_Aim_: Each line that follows should be printed again exactly as it stands.

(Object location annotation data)
· · ·
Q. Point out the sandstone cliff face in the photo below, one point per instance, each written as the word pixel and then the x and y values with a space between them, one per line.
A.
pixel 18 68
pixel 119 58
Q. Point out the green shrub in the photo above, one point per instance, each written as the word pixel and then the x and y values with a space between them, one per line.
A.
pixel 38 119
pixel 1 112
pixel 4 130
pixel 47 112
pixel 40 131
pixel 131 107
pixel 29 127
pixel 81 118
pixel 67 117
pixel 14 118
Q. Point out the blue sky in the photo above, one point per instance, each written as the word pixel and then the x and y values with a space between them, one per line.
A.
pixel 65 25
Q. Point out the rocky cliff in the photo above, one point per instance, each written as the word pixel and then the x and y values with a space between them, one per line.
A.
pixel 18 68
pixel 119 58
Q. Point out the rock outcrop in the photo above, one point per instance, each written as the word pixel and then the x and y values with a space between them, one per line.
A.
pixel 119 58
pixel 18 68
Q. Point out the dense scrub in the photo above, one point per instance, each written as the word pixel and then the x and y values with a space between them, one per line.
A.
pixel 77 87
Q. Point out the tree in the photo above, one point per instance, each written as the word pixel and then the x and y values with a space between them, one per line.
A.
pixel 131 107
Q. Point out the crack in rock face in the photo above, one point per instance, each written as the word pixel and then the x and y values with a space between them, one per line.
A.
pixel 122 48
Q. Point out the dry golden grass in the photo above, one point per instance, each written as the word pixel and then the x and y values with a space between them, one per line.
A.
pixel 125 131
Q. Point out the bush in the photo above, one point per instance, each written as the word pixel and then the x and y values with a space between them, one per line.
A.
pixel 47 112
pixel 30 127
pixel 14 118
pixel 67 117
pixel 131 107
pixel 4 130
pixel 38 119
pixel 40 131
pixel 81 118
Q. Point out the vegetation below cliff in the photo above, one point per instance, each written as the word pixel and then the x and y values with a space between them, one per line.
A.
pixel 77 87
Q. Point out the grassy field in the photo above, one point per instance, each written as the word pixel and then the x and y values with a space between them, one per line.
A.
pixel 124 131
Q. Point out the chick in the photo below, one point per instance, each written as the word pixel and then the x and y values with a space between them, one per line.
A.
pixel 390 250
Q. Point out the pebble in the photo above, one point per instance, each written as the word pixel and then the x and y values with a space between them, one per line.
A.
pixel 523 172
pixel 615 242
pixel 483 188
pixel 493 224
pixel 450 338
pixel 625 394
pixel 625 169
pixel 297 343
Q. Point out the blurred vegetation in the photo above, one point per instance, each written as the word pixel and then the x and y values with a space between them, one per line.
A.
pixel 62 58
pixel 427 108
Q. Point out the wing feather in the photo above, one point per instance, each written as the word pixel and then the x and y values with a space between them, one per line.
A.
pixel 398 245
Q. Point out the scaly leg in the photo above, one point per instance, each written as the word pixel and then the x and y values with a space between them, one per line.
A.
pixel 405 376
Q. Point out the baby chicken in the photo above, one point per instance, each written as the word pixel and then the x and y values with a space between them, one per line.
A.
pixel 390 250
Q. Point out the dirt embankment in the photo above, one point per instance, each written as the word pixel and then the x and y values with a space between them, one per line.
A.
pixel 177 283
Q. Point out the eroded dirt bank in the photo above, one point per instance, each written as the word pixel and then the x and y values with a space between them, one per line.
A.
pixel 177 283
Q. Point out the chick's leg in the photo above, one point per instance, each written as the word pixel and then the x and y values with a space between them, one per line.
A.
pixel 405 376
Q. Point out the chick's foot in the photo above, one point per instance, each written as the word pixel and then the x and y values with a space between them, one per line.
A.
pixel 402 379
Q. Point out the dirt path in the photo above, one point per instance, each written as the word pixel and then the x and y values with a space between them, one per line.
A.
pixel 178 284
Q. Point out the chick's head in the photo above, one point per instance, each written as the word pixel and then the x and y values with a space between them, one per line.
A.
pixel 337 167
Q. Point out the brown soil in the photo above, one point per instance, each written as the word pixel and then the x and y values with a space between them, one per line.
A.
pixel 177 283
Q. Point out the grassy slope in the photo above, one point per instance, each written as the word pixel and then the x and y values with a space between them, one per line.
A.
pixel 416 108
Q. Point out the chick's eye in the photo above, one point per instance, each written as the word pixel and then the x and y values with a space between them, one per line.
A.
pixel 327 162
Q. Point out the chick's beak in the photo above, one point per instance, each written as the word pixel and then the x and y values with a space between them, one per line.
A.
· · ·
_Exercise output_:
Q. Point out the sandstone cliff face in the photo below, one point per instance, each written as the word pixel and then the x and y values with a space between them, one per line.
A.
pixel 18 68
pixel 119 58
Q. Point out the green shrub in the photo above, one point per instance, each written as the word pixel and then the x and y values with a space between them, one per line.
A.
pixel 38 119
pixel 1 112
pixel 4 130
pixel 47 112
pixel 40 131
pixel 131 107
pixel 29 127
pixel 81 118
pixel 67 117
pixel 14 118
Q. Point out the blue sky in the photo above, one point per instance, each written as the word pixel and then the x and y values with a space between them, one per line.
A.
pixel 65 25
Q. Point out the rocky cliff in the photo above, one point per instance, each written as the word pixel and then the x and y values with a space between them, one per line.
A.
pixel 18 68
pixel 119 58
Q. Point out the rock outcrop in the photo above, one point per instance, each written as the word pixel and then the x and y values with a space between them, one per line.
A.
pixel 119 58
pixel 18 68
Q. Point out the dense scrub in the photo above, one point per instance, each written as the word pixel and then the x and y values with a space between them, one per line.
A.
pixel 77 87
Q. Point out the tree in the photo above, one point per instance, each written as the word pixel and then the x and y values with a space between them, one per line.
A.
pixel 131 107
Q. Point out the crack in rock face in the photo above, one point per instance, each written as the word pixel and then the x and y values with a space between them, one per line.
A.
pixel 122 48
Q. Point out the dry golden grass in the photo above, one point per instance, each written as the word pixel and then the x and y values with a space between them, one per line.
A.
pixel 125 131
Q. Point out the bush in the photo above, one point per instance, each written as the word pixel and then the x and y values with a space between them, one per line.
A.
pixel 47 112
pixel 30 127
pixel 14 118
pixel 67 117
pixel 131 107
pixel 4 130
pixel 38 119
pixel 40 131
pixel 81 118
Q. Point out the vegetation below cliff in the photo above, one point per instance, each written as the word pixel and then the x and y values with a space between them, one per line.
A.
pixel 77 87
Q. Point out the grassy field in the photo above, one point per instance, each written as the word pixel and then the x and y values with a space between them, one per line.
A.
pixel 124 131
Q. Point out the chick in the photo below, one point per instance, each written as the word pixel and then the x and y values with a space between them, one per line.
A.
pixel 390 250
Q. Point out the pebble in the photo above, one point per instance, each written as the word pixel and then the x and y values with a space between them, one per line.
A.
pixel 523 172
pixel 615 242
pixel 483 188
pixel 493 224
pixel 450 338
pixel 625 394
pixel 625 169
pixel 297 343
Q. Point out the blurred vegetation in the photo above, one point per instance, each written as the word pixel and then the x and y values with a space between them, one per line.
A.
pixel 62 58
pixel 427 108
Q. Point out the wing feather in the photo above, one point per instance, each written as the word pixel and then the x and y values with a space between them, one per line.
A.
pixel 398 245
Q. Point out the scaly leg in the photo above, one point per instance, each written as the word pixel and then the x and y values with a space between them, one per line.
A.
pixel 405 376
Q. Point out the baby chicken in the photo above, one point per instance, each written as the word pixel and then the x and y values with a space between them, one per line.
A.
pixel 390 250
Q. Point out the dirt embankment in the photo above, one point per instance, each written as the word pixel and then the x and y values with a space between them, one per line.
A.
pixel 177 283
Q. Point out the eroded dirt bank in the photo above, one point per instance, each written as the word pixel and then the x and y values with a space between them, one per line.
A.
pixel 177 283
Q. Point out the chick's leg in the photo above, one point per instance, each written as the word pixel and then the x and y values with a space between them, one per line.
A.
pixel 405 376
Q. Point out the chick's foot in the photo above, one point per instance, each written as the word pixel and then the x and y values with a space between them, one per line.
A.
pixel 402 379
Q. Point out the dirt path in the photo above, one point per instance, each written as the word pixel and then the x and y values with a space between them, one per line.
A.
pixel 178 284
Q. Point out the chick's head in the photo above, one point per instance, each written as the word pixel and then the x and y values with a space between them, one per line.
A.
pixel 337 167
Q. Point out the brown soil in the photo above, one point per instance, each written as the word pixel and then the x and y values with a space between them, one per line.
A.
pixel 177 283
Q. Point out the grassy slope in the photo above, one point per instance, each written as the word pixel and then the x and y values with a space between them, one per line.
A.
pixel 416 108
Q. Point out the chick's eye in the photo above, one point per instance, each written as the word pixel and then the x and y values with a space between them, one per line.
A.
pixel 327 162
Q. Point out the chick's beak in the photo above, one point per instance, each written as the word pixel and then the x and y values with a space between them, one per line.
A.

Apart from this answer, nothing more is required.